>> Start RECORD EXTRACTS

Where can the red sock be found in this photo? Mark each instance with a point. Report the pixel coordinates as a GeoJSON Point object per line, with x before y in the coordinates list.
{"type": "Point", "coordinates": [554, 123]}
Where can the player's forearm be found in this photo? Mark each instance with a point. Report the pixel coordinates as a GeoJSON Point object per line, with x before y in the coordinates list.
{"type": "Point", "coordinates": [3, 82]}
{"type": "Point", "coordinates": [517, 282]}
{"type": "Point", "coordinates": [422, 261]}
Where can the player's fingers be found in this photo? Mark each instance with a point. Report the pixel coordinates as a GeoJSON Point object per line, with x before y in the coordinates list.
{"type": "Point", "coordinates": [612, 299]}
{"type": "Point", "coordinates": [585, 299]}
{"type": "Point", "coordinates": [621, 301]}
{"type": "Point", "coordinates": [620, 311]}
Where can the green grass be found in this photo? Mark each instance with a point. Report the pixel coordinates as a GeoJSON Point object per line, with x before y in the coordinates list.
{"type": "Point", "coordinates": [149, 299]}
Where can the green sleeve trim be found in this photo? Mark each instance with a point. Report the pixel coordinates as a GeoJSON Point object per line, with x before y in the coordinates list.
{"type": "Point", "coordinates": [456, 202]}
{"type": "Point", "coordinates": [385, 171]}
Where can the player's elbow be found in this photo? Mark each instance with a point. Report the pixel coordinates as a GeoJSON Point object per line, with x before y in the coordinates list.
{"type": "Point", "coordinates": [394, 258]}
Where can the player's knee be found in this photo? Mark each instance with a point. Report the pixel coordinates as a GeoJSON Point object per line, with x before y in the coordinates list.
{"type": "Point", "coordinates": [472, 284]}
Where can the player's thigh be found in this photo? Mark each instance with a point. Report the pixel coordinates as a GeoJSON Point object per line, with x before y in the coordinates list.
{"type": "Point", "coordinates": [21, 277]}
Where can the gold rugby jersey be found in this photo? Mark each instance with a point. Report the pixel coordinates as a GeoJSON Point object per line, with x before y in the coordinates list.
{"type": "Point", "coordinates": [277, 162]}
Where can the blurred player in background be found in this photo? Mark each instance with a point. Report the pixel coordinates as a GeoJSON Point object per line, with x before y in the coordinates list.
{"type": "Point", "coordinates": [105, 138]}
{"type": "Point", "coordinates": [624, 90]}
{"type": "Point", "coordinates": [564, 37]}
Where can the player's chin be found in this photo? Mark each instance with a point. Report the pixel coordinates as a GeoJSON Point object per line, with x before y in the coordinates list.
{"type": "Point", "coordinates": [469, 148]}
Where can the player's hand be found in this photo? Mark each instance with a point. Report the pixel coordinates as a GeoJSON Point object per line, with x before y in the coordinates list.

>> End RECORD EXTRACTS

# WHAT NEEDS TO BE DONE:
Copy out again every line from the one containing "Where can the player's chin" through the end of the records, requests included. In the answers, add -58 to each coordinate number.

# EXERCISE ANSWER:
Where can the player's chin be found in this photo? Mark each instance with a point. Report the pixel coordinates as a GeoJSON Point object per line, with x before y in the coordinates list.
{"type": "Point", "coordinates": [411, 90]}
Where can the player's hand be found in this photo? Mark each instance with a point. Report the pixel coordinates as a GeoJSON Point object per line, with x before y in the coordinates list.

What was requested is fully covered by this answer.